REQUIRED TASKS -
1) From the forum thread on Monte Carlo parameter fitting, reproduce everything from "2. Your data" down to "by H.E. Lehtihet." word for word.
2) According to the forum thread on Monte Carlo parameter fitting, why is it very important to characterize the error distribution? Answer in one to three sentences.

PASSAGE PROVIDED -
:::::
I would be grateful for your opinions about the following methodology:
Suppose there is a data set consisting of multiple data points with error bars, e.g. in the format X, Y, standard error(Y). Suppose there is a function of f(X) (e.g. linear or non-linear) with parameters a, b, c, ... which needs to be fitted to this data set, and uncertainties for each parameter need to be estimated. The proposed method is:
1. Generate multiple Monte Carlo simulated data sets from the original data set, using the point estimates and error bars and assuming that the errors are Gaussian (or, if needed, conform to another distribution).
2. Fit the function f(X) to each simulated data set.
3. Estimate uncertainties (e.g. 95% CIs) for each parameter of f(X) from the distributions of best-fit parameter values.
The technique you describe is a Monte Carlo simulation of synthetic data. It is a powerful technique that is quite costly but that will work fine provided you know the correct distribution of the errors.
You might want to take a look also at the so-called Monte Carlo bootstrap method as well as the various techniques for estimating the confidence limits in the parameter space (see for example, Numerical Recipe §15.6).
The technique you describe is a Monte Carlo simulation of synthetic data. It is a powerful technique that is quite costly but that will work fine provided you know the correct distribution of the errors.
You might want to take a look also at the so-called Monte Carlo bootstrap method as well as the various techniques for estimating the confidence limits in the parameter space (see for example, Numerical Recipe §15.6).
You may do this taking into account such requirements:
1. You must obtain a very large number of data sets.
2. Your data set must contain independent values with given law of distribution.
It will be very important to characterize the error distribution - particularly any non-Gausssian tails as they will drive the model fits and hence your confidence limits. This Monte Carlo approach will probably produce larger confidence limits than the techniques based on formal error in the fit parameters referenced above by H.E. Lehtihet.
:::::
RECORDS -

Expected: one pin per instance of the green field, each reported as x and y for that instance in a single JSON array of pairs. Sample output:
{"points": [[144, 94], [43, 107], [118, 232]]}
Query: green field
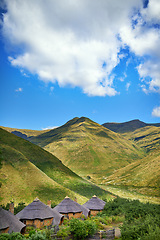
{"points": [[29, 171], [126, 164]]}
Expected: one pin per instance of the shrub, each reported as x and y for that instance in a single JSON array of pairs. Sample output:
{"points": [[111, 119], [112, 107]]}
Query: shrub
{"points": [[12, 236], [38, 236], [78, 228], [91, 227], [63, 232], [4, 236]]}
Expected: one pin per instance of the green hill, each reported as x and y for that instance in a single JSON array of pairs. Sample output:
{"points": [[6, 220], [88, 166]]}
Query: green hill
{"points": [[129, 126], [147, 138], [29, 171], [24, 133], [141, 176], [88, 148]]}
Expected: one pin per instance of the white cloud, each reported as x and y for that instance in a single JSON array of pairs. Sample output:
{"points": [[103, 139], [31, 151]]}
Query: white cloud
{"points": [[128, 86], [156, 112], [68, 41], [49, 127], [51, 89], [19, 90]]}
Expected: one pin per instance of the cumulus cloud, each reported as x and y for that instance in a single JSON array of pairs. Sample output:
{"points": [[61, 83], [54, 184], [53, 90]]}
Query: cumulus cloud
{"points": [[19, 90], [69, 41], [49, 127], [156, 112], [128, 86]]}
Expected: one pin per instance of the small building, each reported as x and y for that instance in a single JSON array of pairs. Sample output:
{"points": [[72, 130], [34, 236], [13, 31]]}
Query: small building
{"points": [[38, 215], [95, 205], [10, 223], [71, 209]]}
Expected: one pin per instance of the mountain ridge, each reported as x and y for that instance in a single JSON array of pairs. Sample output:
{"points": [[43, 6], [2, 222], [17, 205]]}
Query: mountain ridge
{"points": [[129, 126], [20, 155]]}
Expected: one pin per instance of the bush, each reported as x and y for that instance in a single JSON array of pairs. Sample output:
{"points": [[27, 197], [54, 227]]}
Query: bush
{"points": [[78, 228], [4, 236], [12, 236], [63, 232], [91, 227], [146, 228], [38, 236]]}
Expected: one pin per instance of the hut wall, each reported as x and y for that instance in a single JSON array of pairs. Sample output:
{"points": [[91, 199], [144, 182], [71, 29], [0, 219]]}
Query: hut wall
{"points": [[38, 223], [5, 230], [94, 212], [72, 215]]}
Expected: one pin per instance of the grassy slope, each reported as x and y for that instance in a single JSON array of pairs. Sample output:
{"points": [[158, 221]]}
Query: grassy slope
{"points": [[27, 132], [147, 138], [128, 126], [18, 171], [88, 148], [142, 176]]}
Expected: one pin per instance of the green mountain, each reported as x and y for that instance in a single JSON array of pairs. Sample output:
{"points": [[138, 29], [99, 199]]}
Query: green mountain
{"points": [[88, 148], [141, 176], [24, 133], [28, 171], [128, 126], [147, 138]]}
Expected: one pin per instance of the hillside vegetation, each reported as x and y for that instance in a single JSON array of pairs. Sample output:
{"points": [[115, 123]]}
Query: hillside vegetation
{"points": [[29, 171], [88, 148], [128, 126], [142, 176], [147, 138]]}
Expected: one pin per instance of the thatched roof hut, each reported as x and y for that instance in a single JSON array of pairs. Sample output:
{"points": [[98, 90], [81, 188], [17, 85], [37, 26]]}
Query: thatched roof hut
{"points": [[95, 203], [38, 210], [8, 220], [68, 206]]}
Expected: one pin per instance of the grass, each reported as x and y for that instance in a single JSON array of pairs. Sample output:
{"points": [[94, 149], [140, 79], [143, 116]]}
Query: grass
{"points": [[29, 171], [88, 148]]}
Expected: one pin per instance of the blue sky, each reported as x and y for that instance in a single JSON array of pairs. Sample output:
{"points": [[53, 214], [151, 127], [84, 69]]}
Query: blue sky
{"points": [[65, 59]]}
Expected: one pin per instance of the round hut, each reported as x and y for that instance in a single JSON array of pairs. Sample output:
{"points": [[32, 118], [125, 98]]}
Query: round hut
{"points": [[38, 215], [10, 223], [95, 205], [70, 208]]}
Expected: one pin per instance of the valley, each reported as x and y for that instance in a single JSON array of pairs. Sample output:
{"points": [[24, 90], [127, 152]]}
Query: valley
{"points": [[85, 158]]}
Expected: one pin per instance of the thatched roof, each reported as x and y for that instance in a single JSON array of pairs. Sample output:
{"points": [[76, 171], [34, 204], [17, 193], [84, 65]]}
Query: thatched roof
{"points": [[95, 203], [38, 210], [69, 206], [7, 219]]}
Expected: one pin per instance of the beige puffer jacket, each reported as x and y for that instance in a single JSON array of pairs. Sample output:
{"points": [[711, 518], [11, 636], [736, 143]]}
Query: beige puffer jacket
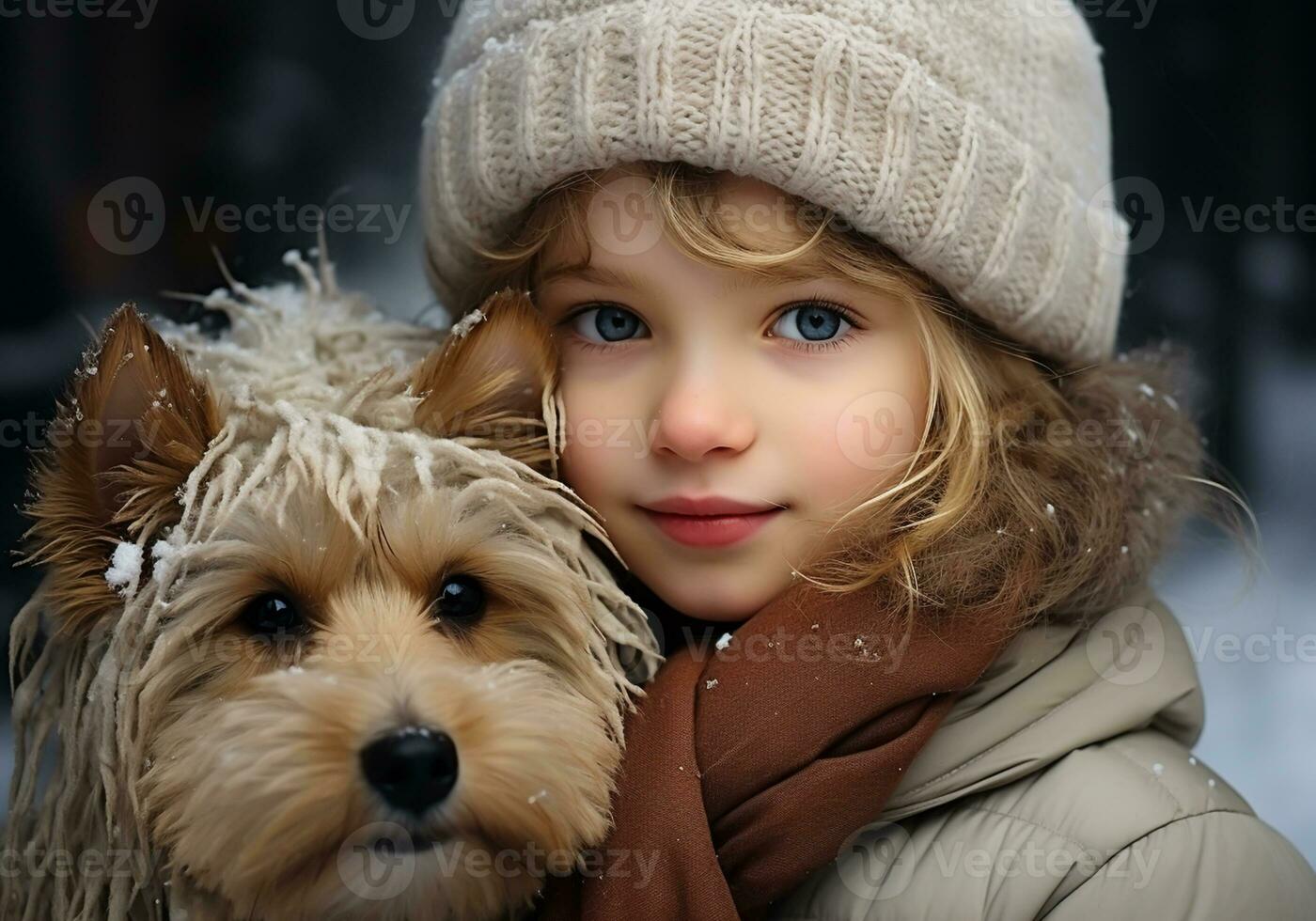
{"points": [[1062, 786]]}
:::::
EXERCISE RESULTS -
1)
2. Your data set must contain independent values with given law of distribution.
It will be very important to characterize the error distribution - particularly any non-Gausssian tails as they will drive the model fits and hence your confidence limits. This Monte Carlo approach will probably produce larger confidence limits than the techniques based on formal error in the fit parameters referenced above by H.E. Lehtihet.

2) Any non-Gaussian tails in the error distribution will drive the model fits. They therefore also drive the confidence limits obtained for the parameters.